Extract every line in the listing below that contains the string "yellow". Case counts.

Stored data entries
'''
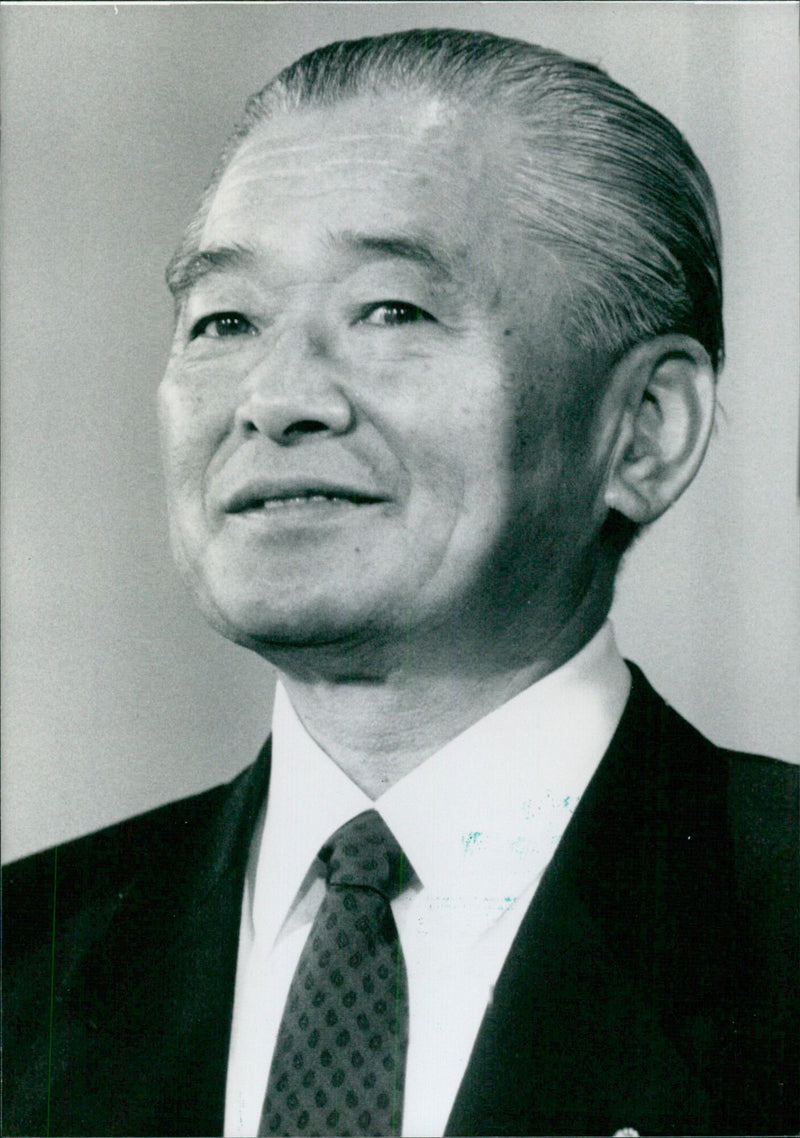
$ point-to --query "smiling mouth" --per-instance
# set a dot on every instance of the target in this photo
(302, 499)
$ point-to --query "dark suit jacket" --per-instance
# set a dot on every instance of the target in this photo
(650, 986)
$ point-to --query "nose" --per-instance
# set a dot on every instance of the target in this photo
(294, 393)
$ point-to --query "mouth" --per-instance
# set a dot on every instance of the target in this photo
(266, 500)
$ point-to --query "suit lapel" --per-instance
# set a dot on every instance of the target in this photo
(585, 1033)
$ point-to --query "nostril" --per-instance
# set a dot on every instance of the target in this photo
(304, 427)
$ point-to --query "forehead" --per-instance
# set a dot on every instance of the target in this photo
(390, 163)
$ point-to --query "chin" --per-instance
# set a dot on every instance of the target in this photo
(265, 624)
'''
'''
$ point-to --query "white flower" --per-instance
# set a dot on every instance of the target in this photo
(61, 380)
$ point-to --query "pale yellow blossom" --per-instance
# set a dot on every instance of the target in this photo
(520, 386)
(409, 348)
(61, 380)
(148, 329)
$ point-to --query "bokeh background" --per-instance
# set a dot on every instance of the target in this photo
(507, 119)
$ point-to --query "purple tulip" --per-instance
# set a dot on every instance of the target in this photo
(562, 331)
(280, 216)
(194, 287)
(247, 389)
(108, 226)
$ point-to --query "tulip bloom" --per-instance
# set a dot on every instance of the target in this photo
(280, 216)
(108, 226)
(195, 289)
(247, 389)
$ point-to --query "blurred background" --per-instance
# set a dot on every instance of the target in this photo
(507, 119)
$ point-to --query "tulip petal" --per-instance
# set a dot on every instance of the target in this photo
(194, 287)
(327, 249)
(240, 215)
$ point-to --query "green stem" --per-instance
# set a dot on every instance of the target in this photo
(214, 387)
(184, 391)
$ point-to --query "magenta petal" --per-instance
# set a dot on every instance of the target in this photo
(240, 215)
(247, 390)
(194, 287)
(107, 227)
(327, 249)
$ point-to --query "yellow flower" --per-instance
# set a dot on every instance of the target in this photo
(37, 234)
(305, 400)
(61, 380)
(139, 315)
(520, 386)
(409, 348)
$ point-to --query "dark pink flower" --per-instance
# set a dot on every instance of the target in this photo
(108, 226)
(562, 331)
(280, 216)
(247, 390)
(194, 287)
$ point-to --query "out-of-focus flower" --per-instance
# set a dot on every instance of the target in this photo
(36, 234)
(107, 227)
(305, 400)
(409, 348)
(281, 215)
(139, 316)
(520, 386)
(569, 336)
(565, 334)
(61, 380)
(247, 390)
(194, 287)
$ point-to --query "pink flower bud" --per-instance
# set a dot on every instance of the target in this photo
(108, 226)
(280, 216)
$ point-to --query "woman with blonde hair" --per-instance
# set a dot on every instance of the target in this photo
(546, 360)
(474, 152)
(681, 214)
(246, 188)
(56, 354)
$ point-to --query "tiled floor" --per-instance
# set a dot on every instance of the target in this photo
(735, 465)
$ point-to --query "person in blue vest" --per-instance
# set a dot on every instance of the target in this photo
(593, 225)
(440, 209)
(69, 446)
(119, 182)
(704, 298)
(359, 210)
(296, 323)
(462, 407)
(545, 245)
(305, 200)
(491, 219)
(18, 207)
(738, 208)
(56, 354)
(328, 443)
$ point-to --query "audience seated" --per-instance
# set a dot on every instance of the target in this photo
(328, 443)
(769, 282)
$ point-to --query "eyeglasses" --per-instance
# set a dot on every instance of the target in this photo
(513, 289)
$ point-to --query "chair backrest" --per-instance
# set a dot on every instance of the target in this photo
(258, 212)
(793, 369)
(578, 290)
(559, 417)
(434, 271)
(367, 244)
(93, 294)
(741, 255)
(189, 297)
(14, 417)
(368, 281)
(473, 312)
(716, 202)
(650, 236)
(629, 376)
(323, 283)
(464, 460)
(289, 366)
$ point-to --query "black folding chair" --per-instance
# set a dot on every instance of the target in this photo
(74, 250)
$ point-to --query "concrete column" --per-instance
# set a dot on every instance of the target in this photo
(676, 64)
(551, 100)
'''
REPLY TO THE TASK:
$ point-to --query "pale yellow blossom" --per-instance
$ point-to --query "yellow flower" --per-instance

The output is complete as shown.